→ **Task to complete**: Put each line of the material below into a Markdown table with two columns, Row and Line. Number the rows and leave out blank lines.

→ **Data for this exercise**:
________

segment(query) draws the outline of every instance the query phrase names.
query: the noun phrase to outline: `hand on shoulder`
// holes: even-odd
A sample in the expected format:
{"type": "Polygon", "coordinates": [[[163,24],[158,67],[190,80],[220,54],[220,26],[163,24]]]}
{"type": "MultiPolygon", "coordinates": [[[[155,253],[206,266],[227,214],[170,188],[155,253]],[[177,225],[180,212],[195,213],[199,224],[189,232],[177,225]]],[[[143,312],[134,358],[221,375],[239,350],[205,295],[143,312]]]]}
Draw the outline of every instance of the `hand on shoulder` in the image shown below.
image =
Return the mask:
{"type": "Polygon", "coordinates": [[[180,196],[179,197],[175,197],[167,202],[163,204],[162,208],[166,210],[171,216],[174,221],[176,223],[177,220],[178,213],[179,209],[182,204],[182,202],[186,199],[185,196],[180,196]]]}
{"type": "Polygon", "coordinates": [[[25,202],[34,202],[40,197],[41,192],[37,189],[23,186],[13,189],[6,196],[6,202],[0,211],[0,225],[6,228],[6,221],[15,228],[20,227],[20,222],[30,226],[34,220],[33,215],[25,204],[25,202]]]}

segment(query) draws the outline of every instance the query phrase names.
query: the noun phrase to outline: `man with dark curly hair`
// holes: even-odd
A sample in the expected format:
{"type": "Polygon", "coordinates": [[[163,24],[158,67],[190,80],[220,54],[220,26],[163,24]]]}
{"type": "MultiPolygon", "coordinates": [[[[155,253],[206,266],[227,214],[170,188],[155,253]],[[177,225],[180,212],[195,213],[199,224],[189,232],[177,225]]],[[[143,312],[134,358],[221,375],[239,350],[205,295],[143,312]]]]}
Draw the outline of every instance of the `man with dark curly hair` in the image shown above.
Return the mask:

________

→ **Reply to the task**:
| Row | Line |
|---|---|
| 1 | segment(query) draws the outline of every instance the query phrase names. |
| 2 | query: the noun phrase to outline: `hand on shoulder` |
| 3 | // holes: even-odd |
| 4 | A sample in the expected format: |
| 5 | {"type": "Polygon", "coordinates": [[[163,24],[158,67],[190,80],[220,54],[220,26],[163,24]]]} |
| 6 | {"type": "MultiPolygon", "coordinates": [[[[155,253],[206,266],[227,214],[170,188],[155,253]],[[177,225],[180,212],[195,213],[199,224],[189,232],[177,225]]],[[[143,312],[134,358],[221,375],[239,350],[205,295],[143,312]]]]} |
| 7 | Draw the outline of every instance of the `hand on shoulder` in the image shown below. |
| 8 | image = |
| 9 | Return the mask: |
| 10 | {"type": "Polygon", "coordinates": [[[180,196],[179,197],[175,197],[167,202],[163,204],[162,208],[166,210],[171,216],[174,221],[176,223],[177,220],[178,213],[179,209],[182,204],[182,202],[186,199],[185,196],[180,196]]]} |
| 11 | {"type": "Polygon", "coordinates": [[[25,202],[34,202],[40,197],[41,192],[37,189],[23,186],[13,189],[6,196],[6,202],[0,211],[0,225],[6,228],[6,221],[15,228],[20,227],[20,222],[30,226],[34,220],[33,215],[25,204],[25,202]]]} |
| 12 | segment(query) draws the outline of every instance the query phrase names. |
| 13 | query: the noun phrase to outline: `man with dark curly hair` |
| 14 | // holes: even-odd |
| 15 | A sample in the expected format: |
| 16 | {"type": "Polygon", "coordinates": [[[163,24],[158,67],[190,80],[220,54],[220,26],[163,24]]]} |
| 17 | {"type": "MultiPolygon", "coordinates": [[[[155,253],[206,266],[227,214],[170,188],[155,253]],[[177,225],[180,212],[195,213],[199,224],[189,232],[177,225]]],[[[143,312],[134,358],[221,375],[239,350],[205,295],[143,312]]]]} |
| 18 | Draw the outline of every instance of the `man with dark curly hair` in the image shown above. |
| 19 | Return the mask: |